Search the records for the string "white". Copy each line where it occurs.

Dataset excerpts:
----

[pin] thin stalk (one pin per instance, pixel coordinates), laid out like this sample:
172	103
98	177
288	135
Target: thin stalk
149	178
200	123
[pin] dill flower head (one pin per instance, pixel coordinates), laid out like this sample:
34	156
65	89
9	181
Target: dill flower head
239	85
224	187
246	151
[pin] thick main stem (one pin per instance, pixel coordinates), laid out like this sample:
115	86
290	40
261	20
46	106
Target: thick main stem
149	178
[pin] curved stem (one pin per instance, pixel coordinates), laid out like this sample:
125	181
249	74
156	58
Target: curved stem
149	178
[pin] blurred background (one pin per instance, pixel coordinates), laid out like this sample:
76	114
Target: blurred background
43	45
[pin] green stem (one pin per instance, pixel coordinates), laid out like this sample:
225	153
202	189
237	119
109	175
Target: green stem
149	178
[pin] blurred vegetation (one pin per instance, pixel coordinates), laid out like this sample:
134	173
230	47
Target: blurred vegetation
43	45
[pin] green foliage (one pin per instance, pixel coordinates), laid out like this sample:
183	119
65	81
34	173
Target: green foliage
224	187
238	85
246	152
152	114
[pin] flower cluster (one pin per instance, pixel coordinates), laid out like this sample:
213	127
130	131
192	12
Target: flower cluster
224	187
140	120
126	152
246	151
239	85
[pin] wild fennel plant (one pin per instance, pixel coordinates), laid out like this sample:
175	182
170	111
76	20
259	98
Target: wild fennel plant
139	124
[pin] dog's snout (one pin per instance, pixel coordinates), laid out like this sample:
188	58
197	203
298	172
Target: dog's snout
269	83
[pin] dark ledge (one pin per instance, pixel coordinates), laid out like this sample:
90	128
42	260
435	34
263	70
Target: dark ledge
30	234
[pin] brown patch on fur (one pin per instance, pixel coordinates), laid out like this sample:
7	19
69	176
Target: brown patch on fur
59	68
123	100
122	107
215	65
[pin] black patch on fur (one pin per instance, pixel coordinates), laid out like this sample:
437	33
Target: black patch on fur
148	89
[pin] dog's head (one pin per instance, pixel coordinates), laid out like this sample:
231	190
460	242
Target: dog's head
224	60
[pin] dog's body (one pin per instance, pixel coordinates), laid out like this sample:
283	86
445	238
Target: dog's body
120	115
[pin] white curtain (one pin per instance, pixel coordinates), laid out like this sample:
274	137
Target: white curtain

----

▸ **Task result**
[pin] white curtain (one pin per instance, pixel coordinates), laid out like this sample:
Target: white curtain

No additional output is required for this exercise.